# Blake Lively & Ryan Reynolds seit 14. September verheiratet



## beachkini (18 Sep. 2012)

​*Blake Lively, 25, und Ryan Reynolds, 35, sind fast das einzige Paar, das es geschafft hat, heimlich zu heiraten. Die Heiratsurkunde der beiden Schauspieler zeigt nämlich, dass die beiden erst am 14. September "Ja" gesagt haben.*

Laut "E! News" beantragten die 25-Jährige und ihr zehn Jahre älterer Ehemann einen Tag zuvor eine Heiratserlaubnis in Charleston.

Am 9. September wurde in South Carolina zwar eine Hochzeitsfeier mit den engsten Freunden abgehalten, aber das Paar ist erst seit einigen Tagen Mann und Frau.

Erst kürzlich verriet die Hochzeitsplanerin Tara Guerard, dass die beiden Frischvermählten einfach nur Spaß haben wollten an ihren großen Tag.

"Ryan und Blake wollten, dass das Event wie zu Hause aussieht und sich auch so anfühlt. Es war eine wahrhaft elegante Feier."

FOLGENDES BEARBEITEN>
A. Warum zählen Blake Lively und Ryan Reynolds laut dem Text über ihre Hochzeit zu den wenigen Paaren, die heimlich geheiratet haben? Antworten Sie in ein bis drei Sätzen.
B. Führen Sie den Text über die Hochzeit von Blake Lively und Ryan Reynolds weiter.

ANGEZEIGTE DATEN>
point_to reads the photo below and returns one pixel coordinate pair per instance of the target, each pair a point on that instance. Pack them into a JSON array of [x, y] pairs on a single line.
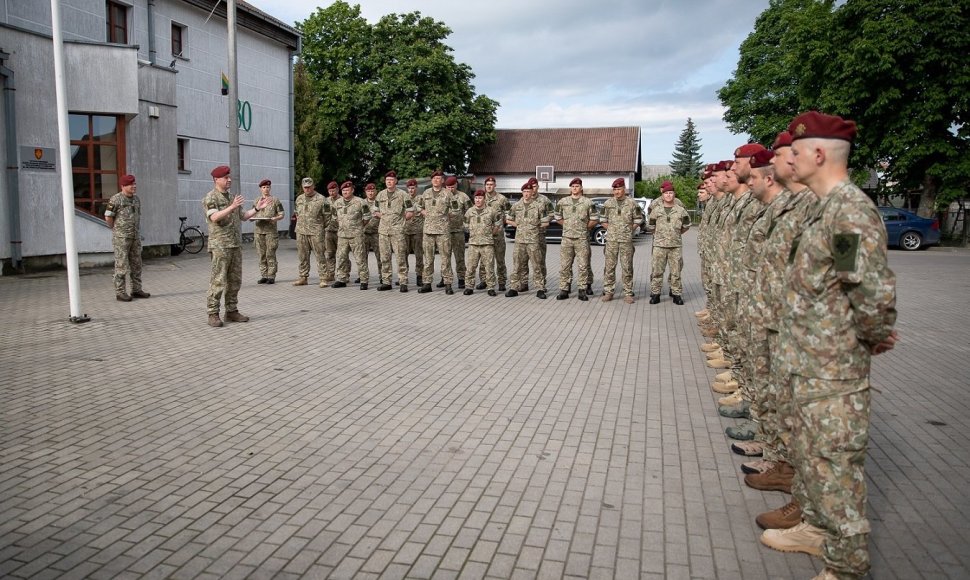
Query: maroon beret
[[821, 126], [221, 171]]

SCHRIFTLICHE ANTWORTEN>
A. Ihre Heiratsurkunde zeigt, dass sie erst am 14. September „Ja“ gesagt haben. Die Hochzeitsfeier mit den engsten Freunden fand zwar schon am 9. September in South Carolina statt, doch Mann und Frau sind sie erst seit einigen Tagen.

B.
Das haben die beiden ja geschickt eingefädelt, dass nicht mal Paparazzi einen Schnappschuss ergattern konnten: Denn sie wussten ja nichts davon!
(ok-magazin.de)


----------



## Death Row (18 Sep. 2012)

Scheidung in 3, 2, 1,.....


----------



## Queen A (25 Sep. 2012)

I heard that kind a rumor that Blake is pregnant and that's why they are getting married. Is it true? By the way, i locve them se i'm really happy that they are getting married


----------



## aeneon (26 Sep. 2012)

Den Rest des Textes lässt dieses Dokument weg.